(Records excerpted from a collection)
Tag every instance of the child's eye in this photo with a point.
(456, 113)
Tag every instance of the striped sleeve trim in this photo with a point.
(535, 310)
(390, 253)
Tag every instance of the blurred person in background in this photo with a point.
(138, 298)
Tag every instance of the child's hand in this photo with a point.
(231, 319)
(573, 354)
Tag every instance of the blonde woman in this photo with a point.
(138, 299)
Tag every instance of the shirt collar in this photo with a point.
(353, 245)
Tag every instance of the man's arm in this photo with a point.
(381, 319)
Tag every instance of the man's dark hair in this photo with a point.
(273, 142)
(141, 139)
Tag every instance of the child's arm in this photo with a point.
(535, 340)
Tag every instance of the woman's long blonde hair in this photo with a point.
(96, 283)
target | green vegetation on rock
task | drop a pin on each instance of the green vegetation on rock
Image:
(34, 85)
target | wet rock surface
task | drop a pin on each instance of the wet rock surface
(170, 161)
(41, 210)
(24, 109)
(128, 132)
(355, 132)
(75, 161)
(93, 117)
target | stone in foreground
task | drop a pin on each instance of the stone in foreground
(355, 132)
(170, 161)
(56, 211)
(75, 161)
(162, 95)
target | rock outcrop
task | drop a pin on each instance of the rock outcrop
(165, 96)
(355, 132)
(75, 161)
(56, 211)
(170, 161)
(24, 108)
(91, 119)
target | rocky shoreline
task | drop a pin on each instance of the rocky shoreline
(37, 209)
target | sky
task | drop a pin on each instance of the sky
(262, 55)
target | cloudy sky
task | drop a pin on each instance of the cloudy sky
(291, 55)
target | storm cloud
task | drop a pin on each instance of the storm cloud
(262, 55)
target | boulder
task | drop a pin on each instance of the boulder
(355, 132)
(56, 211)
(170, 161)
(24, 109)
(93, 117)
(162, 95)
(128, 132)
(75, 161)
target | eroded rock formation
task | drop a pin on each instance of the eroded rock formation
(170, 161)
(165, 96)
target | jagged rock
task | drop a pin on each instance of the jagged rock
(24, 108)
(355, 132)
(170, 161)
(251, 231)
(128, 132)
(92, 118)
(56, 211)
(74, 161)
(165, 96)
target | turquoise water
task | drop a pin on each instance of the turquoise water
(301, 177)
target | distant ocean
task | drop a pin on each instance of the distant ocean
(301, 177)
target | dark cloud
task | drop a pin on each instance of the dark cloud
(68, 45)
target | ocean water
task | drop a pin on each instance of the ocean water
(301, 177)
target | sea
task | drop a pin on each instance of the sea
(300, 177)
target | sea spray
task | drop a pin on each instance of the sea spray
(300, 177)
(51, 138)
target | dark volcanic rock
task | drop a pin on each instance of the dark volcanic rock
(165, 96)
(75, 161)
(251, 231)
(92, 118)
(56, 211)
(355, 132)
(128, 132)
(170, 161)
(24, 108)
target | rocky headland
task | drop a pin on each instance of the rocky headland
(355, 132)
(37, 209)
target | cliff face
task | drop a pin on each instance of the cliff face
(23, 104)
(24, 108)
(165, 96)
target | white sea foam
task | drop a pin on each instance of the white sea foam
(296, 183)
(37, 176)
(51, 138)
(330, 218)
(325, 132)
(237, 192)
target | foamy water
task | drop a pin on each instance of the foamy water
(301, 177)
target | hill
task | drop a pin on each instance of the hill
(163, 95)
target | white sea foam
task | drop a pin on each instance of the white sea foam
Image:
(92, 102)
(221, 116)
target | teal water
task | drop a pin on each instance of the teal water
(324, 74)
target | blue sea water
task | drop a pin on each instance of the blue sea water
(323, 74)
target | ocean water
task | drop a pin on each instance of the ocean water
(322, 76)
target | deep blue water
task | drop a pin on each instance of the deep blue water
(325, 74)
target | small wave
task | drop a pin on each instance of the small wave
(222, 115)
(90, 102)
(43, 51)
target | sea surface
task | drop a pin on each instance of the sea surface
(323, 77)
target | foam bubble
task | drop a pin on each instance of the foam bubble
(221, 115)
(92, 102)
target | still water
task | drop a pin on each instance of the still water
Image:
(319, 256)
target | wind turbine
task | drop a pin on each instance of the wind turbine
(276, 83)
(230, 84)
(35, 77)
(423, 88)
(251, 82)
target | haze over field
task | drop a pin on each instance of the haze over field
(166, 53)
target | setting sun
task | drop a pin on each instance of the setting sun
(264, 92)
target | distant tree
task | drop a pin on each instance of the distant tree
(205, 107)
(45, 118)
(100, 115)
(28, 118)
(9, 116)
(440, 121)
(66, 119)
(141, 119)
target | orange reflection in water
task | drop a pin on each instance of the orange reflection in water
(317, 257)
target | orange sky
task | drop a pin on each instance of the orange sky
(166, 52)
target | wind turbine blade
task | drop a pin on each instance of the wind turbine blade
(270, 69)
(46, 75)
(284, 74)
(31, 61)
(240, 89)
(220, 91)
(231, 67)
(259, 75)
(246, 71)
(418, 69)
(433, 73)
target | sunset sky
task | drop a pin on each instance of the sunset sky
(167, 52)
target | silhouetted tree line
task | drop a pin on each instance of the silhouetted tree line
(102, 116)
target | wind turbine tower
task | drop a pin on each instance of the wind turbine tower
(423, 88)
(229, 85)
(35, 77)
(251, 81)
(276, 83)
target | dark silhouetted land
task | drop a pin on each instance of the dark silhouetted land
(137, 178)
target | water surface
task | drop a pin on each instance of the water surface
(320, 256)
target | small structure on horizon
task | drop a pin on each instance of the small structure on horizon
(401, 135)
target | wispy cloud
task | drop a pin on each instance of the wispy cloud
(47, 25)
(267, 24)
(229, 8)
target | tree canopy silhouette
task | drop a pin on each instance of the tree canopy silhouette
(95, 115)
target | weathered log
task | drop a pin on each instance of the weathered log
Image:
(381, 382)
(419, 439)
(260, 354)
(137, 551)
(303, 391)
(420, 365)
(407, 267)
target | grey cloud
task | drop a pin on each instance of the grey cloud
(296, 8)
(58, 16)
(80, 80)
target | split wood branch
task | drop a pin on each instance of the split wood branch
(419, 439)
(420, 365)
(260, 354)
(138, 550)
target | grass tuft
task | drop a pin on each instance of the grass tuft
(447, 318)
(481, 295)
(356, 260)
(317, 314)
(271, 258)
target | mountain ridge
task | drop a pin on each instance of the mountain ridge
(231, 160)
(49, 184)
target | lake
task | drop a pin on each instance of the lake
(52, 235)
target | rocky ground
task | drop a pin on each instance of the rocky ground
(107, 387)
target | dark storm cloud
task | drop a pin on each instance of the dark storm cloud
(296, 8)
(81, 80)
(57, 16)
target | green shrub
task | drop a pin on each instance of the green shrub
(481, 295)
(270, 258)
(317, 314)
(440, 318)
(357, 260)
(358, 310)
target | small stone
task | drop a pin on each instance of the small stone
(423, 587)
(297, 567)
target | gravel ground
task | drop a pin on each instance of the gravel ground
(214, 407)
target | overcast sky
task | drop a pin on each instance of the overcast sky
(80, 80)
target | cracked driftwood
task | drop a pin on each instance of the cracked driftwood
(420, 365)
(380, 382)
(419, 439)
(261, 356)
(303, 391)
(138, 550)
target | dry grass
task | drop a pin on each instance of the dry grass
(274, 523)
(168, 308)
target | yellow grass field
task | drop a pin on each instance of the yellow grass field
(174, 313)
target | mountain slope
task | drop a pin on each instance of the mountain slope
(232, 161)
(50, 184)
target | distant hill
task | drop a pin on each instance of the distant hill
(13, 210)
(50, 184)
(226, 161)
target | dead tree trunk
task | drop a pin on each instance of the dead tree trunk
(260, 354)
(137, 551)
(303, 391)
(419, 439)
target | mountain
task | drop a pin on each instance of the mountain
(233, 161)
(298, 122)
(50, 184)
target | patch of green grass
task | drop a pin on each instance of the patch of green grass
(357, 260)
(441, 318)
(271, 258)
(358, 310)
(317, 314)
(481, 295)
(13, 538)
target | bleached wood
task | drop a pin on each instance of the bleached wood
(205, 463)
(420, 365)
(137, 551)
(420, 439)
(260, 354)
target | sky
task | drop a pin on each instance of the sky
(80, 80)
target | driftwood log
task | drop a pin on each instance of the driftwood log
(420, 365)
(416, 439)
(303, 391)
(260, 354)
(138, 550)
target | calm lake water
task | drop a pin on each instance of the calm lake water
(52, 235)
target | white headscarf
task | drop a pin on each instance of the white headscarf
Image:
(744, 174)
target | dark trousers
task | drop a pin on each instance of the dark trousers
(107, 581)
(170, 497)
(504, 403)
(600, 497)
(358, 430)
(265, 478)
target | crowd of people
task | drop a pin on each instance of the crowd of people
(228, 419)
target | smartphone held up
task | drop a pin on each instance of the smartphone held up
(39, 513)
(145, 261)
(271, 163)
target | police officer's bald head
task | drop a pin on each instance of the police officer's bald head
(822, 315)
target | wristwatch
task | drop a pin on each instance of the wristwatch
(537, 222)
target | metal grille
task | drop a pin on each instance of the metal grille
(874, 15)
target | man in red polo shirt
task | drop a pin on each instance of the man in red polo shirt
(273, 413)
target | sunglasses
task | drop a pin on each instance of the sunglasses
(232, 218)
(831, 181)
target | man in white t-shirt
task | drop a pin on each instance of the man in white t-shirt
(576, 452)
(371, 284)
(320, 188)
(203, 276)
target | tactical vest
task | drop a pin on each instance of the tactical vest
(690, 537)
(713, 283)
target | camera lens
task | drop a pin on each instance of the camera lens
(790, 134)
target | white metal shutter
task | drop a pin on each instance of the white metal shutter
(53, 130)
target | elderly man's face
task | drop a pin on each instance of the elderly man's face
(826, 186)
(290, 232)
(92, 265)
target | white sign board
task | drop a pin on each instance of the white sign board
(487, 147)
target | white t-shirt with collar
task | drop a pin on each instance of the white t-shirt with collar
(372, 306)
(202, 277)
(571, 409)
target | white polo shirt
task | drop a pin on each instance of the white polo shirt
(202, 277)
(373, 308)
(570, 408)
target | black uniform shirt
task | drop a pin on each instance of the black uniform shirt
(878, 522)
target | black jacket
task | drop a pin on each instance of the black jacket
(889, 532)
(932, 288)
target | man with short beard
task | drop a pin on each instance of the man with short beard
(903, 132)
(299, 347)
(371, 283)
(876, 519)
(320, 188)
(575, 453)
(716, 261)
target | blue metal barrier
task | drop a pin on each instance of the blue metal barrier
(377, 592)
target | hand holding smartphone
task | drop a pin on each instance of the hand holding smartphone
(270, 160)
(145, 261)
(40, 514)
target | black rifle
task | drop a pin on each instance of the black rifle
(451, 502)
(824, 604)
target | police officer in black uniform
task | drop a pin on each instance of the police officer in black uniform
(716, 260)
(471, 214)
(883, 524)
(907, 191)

▶ [Task brief] Within the data above, the lines from the one with "target | small wave" to the one with "task | drop a pin on each instance of the still" must be repeated exactly; no other line belongs in the answer.

▶ [Solution below]
target | small wave
task | drop a pin on each instance of the small wave
(222, 115)
(90, 102)
(43, 51)
target | sea surface
task | drop a pin on each instance of the sea surface
(323, 77)
target | foam bubble
task | drop a pin on each instance of the foam bubble
(221, 115)
(92, 102)
target | still water
task | drop a pin on each instance of the still water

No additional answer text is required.